* Your goal *
Retype the section of the passage on cash flow for a Lamborghini and mansion between "How much will" and "few more deals.", inclusive.

* Passage to read *
════════
How much cash flow do you need for a Lamborghini and Mansion?

To keep your assets and not go broke after purchasing a Lamborghini and Mansion you need to have assets that generate enough cash to afford the purchases and your lifestyle.

Assuming that you are starting out brokering long distance real estate deals from your basement office using free Skype calls you need to imagine what your lifestyle will be once you close a multi-million dollar deal. Many of you have leads to 100 million dollar real estate deals that you are trying to close. Imagining your lifestyle when you’re rich allows you to budget how much cash your assets need to generate for you to buy a Lamborghini and Mansion.

How much will you earn from closing your real estate deal?

Assuming you close a $100 million dollar deal and earned a 3% commission you will have $3 million. That is probably not enough to satisfy your appetite given your connections, deal flow, and the information sitting on your computer. You might be happy earning $20 million from a few more deals.

You could own a share of the real estate that you joint-venture (JV) by partnering with or bird-dogging for the buyer. This is how I closed my first deal and earned cash flow from the property that closed.

What are your cash flow generating assets going to be?

Real estate of course.

If you purchase tangible real estate the price of the properties going up and down might not affect the cash flow that you generate. The rental market affects the cash flow that you earn. If you purchase a REIT fund your cash flow could be affected by its variance because the approximate 4% yield (which is your cash flow) is tied to how much of the fund you own.

Let’s say you have $20 million and invest that in real estate that cash flows $800,000 a year using a 4% yield.

How much is your rich lifestyle going to cost?

It depends on the location that you want to settle and how much you travel to close more deals. A private midsize jet costs about $20,000 per flight in the U.S. Let’s budget for 10 flights during the year ($200,000 per year).
════════
* Some rows *

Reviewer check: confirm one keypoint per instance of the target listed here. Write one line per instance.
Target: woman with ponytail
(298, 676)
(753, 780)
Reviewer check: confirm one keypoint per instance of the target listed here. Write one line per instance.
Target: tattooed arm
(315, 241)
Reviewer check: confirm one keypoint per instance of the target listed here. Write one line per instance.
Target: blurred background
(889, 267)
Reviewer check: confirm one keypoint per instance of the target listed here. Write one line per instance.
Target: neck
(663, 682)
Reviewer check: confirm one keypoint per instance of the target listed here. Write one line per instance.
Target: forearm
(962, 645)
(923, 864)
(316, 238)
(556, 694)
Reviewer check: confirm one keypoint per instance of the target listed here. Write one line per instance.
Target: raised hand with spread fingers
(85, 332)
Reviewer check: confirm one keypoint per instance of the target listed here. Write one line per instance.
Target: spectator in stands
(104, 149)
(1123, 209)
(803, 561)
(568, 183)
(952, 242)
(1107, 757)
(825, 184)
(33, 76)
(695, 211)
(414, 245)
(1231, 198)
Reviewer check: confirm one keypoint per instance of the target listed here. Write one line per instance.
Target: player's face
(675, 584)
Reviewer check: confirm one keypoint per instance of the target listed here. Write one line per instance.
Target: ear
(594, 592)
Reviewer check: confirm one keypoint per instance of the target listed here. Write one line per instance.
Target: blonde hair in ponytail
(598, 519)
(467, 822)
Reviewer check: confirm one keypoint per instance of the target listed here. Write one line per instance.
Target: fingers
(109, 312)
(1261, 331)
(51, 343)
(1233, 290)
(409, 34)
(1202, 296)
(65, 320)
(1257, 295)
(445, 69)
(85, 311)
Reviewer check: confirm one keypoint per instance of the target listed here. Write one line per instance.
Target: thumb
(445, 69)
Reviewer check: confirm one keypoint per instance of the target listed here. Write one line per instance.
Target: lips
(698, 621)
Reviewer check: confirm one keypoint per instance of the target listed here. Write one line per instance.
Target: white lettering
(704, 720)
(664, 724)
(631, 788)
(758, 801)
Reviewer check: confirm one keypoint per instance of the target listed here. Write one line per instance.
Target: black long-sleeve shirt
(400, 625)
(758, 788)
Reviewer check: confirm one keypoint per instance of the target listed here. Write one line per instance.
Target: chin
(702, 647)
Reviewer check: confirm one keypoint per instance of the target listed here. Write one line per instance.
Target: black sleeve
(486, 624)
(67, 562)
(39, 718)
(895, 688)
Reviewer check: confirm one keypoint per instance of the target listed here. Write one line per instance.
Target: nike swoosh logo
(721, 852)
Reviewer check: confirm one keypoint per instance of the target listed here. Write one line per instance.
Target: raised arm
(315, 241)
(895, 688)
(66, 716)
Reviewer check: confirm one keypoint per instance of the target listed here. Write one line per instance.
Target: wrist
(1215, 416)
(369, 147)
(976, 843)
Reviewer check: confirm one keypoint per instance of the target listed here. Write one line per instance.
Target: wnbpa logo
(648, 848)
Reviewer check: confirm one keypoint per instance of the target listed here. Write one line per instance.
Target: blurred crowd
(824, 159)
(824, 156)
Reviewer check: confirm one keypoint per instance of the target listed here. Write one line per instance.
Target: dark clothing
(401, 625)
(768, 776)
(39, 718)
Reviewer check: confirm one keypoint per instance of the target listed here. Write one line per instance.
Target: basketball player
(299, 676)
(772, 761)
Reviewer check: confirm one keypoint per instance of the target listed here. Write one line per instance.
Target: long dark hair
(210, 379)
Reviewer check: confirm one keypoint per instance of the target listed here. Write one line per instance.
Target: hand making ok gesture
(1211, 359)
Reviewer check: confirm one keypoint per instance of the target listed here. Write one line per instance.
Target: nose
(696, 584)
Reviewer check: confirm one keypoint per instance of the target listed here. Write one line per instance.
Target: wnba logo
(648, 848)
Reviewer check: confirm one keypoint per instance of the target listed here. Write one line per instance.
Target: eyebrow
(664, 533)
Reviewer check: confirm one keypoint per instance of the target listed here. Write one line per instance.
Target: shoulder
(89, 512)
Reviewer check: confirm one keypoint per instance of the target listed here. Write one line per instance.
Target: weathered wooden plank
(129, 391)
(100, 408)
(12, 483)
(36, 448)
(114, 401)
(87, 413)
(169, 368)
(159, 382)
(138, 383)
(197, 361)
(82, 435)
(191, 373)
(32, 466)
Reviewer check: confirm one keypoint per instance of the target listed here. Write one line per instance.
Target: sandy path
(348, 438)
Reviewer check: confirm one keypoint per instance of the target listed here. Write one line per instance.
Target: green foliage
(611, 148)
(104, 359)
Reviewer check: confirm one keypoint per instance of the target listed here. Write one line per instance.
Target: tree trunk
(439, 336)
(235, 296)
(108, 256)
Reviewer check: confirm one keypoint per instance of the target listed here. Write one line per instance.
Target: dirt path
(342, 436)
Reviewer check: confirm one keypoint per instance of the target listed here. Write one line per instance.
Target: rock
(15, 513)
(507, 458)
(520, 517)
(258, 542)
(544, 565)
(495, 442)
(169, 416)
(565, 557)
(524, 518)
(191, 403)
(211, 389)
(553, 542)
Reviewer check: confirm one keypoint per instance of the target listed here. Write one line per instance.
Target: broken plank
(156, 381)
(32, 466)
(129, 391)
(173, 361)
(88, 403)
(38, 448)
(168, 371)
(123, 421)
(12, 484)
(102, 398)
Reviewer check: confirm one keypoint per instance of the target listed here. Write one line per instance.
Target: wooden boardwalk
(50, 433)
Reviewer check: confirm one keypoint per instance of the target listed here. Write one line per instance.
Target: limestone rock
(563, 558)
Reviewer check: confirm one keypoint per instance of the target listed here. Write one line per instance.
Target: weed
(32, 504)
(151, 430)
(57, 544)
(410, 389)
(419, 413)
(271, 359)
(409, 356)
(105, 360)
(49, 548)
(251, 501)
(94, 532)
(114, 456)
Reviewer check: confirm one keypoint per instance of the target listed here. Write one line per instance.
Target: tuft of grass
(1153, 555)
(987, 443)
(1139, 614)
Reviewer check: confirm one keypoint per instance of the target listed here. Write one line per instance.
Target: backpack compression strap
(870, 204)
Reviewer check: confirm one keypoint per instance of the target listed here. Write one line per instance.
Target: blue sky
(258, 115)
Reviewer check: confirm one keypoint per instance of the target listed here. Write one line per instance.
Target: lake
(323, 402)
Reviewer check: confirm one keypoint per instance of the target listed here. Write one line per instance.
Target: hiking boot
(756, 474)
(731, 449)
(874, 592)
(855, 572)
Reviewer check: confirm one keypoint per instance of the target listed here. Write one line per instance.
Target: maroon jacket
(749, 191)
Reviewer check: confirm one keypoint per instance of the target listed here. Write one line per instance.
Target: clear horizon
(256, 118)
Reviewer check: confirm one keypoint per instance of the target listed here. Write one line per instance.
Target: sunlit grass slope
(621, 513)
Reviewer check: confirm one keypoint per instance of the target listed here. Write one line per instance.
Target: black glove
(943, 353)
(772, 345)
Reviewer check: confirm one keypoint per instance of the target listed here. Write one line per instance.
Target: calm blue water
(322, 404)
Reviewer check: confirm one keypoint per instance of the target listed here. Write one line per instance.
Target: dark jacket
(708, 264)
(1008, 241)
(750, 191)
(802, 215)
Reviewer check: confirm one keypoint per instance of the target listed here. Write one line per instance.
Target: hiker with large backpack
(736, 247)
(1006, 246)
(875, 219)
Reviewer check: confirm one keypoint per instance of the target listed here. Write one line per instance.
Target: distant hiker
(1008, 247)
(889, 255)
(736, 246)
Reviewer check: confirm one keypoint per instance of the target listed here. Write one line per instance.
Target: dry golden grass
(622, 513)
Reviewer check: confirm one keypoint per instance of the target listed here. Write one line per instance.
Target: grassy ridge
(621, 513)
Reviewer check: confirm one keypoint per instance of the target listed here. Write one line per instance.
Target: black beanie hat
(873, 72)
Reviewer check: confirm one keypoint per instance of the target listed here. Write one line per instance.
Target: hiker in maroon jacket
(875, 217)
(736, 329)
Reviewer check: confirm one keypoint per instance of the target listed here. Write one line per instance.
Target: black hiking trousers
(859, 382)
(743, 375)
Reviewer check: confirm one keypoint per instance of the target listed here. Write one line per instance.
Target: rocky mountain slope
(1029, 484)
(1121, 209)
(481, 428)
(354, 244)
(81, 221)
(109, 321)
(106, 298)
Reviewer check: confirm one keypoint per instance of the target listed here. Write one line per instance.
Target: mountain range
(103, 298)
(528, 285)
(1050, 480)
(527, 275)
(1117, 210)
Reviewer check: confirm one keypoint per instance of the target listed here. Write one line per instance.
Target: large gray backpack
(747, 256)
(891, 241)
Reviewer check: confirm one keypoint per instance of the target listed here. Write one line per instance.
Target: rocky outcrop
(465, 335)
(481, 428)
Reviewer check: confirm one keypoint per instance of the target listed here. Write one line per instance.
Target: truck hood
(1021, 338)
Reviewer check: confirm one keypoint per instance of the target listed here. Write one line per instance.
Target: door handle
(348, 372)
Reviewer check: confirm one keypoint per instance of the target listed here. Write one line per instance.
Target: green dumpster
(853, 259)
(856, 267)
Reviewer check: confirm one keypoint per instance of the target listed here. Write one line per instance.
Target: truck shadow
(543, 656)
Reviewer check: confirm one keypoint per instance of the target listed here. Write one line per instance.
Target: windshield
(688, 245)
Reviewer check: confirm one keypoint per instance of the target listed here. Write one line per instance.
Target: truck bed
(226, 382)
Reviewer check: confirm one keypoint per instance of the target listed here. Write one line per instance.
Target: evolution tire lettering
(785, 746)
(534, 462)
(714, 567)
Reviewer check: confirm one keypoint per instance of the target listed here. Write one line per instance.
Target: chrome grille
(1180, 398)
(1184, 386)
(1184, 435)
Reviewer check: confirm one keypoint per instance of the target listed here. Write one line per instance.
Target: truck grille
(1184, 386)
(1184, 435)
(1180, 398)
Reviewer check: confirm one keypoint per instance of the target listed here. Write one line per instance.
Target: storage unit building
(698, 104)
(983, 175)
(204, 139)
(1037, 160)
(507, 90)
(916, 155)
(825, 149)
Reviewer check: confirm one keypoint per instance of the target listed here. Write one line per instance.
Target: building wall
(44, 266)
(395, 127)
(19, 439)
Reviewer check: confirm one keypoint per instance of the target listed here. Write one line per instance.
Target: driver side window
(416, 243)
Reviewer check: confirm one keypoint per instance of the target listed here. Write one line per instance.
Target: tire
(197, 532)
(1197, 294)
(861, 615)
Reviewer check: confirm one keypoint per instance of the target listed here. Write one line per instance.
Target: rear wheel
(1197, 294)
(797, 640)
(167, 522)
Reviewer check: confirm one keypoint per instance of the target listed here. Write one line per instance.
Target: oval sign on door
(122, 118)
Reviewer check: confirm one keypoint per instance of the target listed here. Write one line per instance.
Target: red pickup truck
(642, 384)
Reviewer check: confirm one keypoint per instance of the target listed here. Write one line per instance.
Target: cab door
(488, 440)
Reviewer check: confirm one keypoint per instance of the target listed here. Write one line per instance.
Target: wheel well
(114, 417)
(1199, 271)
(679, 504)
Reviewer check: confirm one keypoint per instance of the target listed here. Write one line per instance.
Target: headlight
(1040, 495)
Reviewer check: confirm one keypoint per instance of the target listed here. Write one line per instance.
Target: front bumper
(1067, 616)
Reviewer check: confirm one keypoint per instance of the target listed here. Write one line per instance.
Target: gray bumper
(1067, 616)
════════
* Response *
How much will you earn from closing your real estate deal?

Assuming you close a $100 million dollar deal and earned a 3% commission you will have $3 million. That is probably not enough to satisfy your appetite given your connections, deal flow, and the information sitting on your computer. You might be happy earning $20 million from a few more deals.